AUSGANGSTEXT>
================

Mensch, Frau und ledig

Das Mädchen steht am Beckenrand. Toll sieht sie aus in ihrem neuen Badeoutfit. Mit Anlauf und unter viel Lachen springt sie hinein ins Wasser, mitten unter die Freunde. Wettschwimmen, Ball spielen, tauchen – alles macht so viel Spaß! Frei, gar nicht auf sich selbst achtend, fröhlich, ganz in ihrem Element ist sie. Das Mädchen sieht ein anderes Kind am Beckenrand sitzen. Es ist ganz allein. Einsam und traurig sieht es aus. Fremd, irgendwie komisch. Gehört nicht dazu. Sie schwimmt zu diesem Kind. Sie setzt sich zu ihm. Einfach da sein, still und leise, denkt sie sich. Will trösten … denn das, das kennt das Mädchen doch auch: abgrundtief einsam, fremd und verloren in dieser Welt. „Wie bist du glücklich geworden?“ fragt das Kind.

Das Mädchen beginnt zu erzählen: Eigentlich war ich eine echte „Wasserratte“, liebte es, im Meer zu schwimmen, zu tauchen, zu toben. Und dann konnte ich das nicht mehr so frei, weil ich mich mit meinem Körper nicht wohlfühlte und ich den nicht zeigen wollte vor allen anderen, unvollständig wie er war, ohne Penis, wie ihn alle Jungs hatten. Ich bin schließlich ein Junge, dachte ich. Ändern konnte ich ja eh nichts. Für die anderen war alles so normal. Also Augen zu und durch, nichts an mich herankommen lassen, mitmachen, irgendwie funktionieren und nur nicht auffallen. Leben war so schlimm, dass ich gar nicht mehr wollte. Ich wollte mich umbringen. Damit habe ich lange gerungen.

Dann hatte ich Träume. Ich glaube, die hat Gott mir geschickt. In einem Traum war ich ein erwachsener Mann und Jesus stand direkt vor mir. Er hat mir tief in die Augen gesehen, ich habe in seine Augen gesehen. Und in seinen Augen habe ich gesehen: Er kennt mich ganz und gar. Da bin ich vor ihm auf die Knie gefallen und habe ihm meine Waffe gegeben. Es war wohl seine bedingungslose Liebe und Wärme, die mich angesehen und tief berührt hat. Er hat mir einen neuen Namen gegeben und mich gefragt, ob ich bereit bin, eine besondere Aufgabe zu übernehmen. Ich habe Ja gesagt.

In einem anderen Traum sah ich, wie auf der Hand von Jesus ein etwa 13-jähriges Mädchen stand. Dann wurde dieses Mädchen immer kleiner, es verschwand irgendwie in die Hand hinein. Ich musste im Traum entscheiden, ob es hier im Leben bleiben oder in die Hand von Jesus vergehen sollte. Eine schwere Entscheidung. Doch schließlich: Ja, sie soll hier bleiben.

================

AUSGELESENE EINTRÄGE>
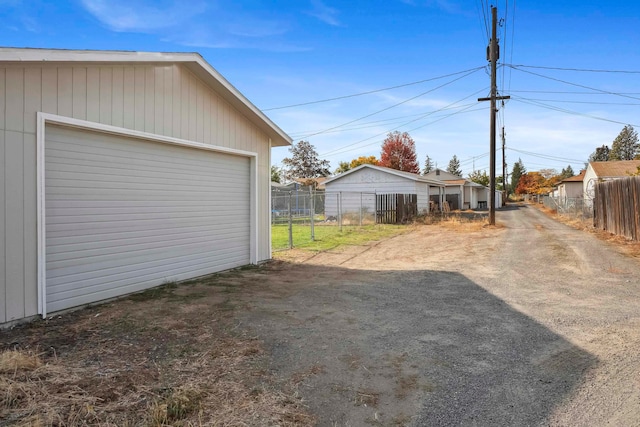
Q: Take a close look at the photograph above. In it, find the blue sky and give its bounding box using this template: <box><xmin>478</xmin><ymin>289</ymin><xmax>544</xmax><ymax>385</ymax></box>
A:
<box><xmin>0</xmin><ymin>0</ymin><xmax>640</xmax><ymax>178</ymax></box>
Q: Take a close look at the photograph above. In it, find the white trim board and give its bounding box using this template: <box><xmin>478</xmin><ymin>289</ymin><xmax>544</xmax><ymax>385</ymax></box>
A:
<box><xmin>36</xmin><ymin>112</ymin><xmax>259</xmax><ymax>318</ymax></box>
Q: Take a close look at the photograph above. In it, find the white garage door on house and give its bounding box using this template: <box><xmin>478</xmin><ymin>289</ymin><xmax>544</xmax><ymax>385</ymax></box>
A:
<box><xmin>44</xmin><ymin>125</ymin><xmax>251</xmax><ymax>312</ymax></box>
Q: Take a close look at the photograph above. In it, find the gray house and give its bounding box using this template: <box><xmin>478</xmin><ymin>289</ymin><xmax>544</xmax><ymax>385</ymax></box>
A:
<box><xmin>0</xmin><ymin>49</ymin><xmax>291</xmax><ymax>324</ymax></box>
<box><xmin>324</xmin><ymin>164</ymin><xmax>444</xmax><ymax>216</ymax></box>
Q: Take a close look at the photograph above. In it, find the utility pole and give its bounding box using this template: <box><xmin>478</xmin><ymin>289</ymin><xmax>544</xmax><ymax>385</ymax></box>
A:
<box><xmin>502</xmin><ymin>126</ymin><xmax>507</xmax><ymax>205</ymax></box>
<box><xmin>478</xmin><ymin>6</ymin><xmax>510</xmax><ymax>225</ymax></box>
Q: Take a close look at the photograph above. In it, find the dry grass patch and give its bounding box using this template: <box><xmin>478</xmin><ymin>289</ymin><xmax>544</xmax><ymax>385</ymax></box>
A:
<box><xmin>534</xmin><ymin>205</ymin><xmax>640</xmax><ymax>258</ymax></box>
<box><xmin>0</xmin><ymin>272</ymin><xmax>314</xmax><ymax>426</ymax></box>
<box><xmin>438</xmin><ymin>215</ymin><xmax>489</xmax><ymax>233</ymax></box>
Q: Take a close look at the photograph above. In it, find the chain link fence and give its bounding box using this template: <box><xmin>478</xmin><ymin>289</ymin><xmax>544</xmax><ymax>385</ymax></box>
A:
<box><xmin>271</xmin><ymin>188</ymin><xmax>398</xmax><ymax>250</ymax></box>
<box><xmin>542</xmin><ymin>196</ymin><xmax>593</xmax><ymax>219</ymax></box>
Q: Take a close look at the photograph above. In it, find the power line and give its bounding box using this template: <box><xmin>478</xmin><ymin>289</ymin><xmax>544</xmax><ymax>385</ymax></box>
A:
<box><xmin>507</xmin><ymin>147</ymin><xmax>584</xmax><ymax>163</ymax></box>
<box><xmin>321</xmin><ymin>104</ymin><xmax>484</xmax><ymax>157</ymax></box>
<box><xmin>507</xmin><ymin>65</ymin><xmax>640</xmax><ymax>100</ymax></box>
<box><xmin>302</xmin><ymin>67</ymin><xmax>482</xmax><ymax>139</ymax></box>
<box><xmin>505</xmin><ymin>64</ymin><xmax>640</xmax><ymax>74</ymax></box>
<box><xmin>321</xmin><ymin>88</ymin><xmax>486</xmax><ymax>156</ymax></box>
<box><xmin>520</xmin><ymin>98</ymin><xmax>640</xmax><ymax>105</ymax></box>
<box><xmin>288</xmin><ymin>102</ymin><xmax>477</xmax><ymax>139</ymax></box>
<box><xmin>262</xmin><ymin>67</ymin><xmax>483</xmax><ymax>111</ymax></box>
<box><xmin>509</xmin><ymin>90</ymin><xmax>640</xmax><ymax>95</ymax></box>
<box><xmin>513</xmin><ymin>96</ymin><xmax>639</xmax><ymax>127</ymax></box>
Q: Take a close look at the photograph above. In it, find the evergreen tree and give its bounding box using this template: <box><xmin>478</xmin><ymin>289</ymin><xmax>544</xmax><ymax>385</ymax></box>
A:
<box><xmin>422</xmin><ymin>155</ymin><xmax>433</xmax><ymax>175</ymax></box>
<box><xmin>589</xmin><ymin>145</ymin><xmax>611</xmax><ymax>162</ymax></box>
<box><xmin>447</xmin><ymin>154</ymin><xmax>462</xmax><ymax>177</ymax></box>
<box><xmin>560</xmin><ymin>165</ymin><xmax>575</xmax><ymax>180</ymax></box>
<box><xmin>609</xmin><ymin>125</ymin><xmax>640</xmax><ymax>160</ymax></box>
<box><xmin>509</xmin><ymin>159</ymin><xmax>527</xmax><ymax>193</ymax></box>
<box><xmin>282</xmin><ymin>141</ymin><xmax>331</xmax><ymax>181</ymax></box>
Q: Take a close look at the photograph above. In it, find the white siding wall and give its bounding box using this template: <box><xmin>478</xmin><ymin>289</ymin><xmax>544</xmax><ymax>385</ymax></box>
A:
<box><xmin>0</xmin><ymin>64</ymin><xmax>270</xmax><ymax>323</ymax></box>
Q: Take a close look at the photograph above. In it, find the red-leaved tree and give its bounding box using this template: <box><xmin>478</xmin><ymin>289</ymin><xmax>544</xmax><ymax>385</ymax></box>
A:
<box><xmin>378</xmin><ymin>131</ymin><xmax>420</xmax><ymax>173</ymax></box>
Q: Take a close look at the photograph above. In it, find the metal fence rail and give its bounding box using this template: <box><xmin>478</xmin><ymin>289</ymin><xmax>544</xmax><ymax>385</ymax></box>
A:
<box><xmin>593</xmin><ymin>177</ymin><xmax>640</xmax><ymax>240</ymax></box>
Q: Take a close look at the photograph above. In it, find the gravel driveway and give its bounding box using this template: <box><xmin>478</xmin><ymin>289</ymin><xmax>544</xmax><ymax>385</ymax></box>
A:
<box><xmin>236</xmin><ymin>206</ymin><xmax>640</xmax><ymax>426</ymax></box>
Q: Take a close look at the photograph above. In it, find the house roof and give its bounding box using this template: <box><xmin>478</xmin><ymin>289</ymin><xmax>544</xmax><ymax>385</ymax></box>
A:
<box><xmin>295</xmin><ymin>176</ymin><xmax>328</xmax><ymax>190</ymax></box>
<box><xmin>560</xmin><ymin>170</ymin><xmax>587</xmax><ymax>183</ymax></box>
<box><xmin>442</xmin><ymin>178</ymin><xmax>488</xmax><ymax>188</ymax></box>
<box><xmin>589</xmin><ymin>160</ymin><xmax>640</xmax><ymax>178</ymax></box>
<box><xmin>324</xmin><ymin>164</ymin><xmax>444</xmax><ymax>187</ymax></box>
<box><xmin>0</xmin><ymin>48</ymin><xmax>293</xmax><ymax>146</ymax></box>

================

ÜBUNGEN>
1. Schreib aus der Geschichte vom Mädchen am Beckenrand die Stelle zwischen „Mensch, Frau und“ und „fragt das Kind.“ wortgetreu heraus, beide Stellen eingeschlossen.
2. Führ die Geschichte vom Mädchen am Beckenrand dort weiter, wo sie aufhört.
Die Einträge braucht man hier nicht.

LÖSUNGEN>
1.
Mensch, Frau und ledig

Das Mädchen steht am Beckenrand. Toll sieht sie aus in ihrem neuen Badeoutfit. Mit Anlauf und unter viel Lachen springt sie hinein ins Wasser, mitten unter die Freunde. Wettschwimmen, Ball spielen, tauchen – alles macht so viel Spaß! Frei, gar nicht auf sich selbst achtend, fröhlich, ganz in ihrem Element ist sie. Das Mädchen sieht ein anderes Kind am Beckenrand sitzen. Es ist ganz allein. Einsam und traurig sieht es aus. Fremd, irgendwie komisch. Gehört nicht dazu. Sie schwimmt zu diesem Kind. Sie setzt sich zu ihm. Einfach da sein, still und leise, denkt sie sich. Will trösten … denn das, das kennt das Mädchen doch auch: abgrundtief einsam, fremd und verloren in dieser Welt. „Wie bist du glücklich geworden?“ fragt das Kind.

2.
Beides ist gültig. Ich habe entschieden, im Leben zu bleiben und dass das Mädchen leben soll. Ganz langsam, über einen langen Zeitraum, habe ich gelernt, mit diesen Entscheidungen zu leben. Es gab noch viele andere Träume und Menschen, die mich auf dem Weg begleitet haben. Und wie nebenbei, als Geschenk obendrauf, bin ich glücklich geworden. Vielleicht, weil ich mich so frei fühle. Dieses Badeoutfit habe ich übrigens auch geträumt. Es ist einfach klasse. Es passt genau, bedeckt, was bedeckt sein soll, und gibt mir alle Freiheit, mich in meinem Element zu bewegen – frei wie ein Fisch im Wasser.

Sagt das Mädchen zum Kind: „Du findest deinen Weg. Du bleibst nicht traurig, nicht einsam. Du findest dein Element und deinen Anzug, der dir passt. Du wirst auch frei sein.“ Sagt das Kind zum Mädchen: „Ich will gerne mit dir schwimmen.“

Das Leben nicht verraten

Jesus fragt mich heute, an dieser Stelle meines Weges: Was glaubst du, warum du in der Welt bist?

Meine ehrliche Antwort: Ich weiß es nicht. Nicht so wie ich weiß, dass eins plus eins zwei sind. Aber es gibt Hinweise auf den Spuren seines Wirkens in meinem Leben. Es ist ein Herantasten. Im letzten weiß ich nur eins: Ich lebe, weil er es so will.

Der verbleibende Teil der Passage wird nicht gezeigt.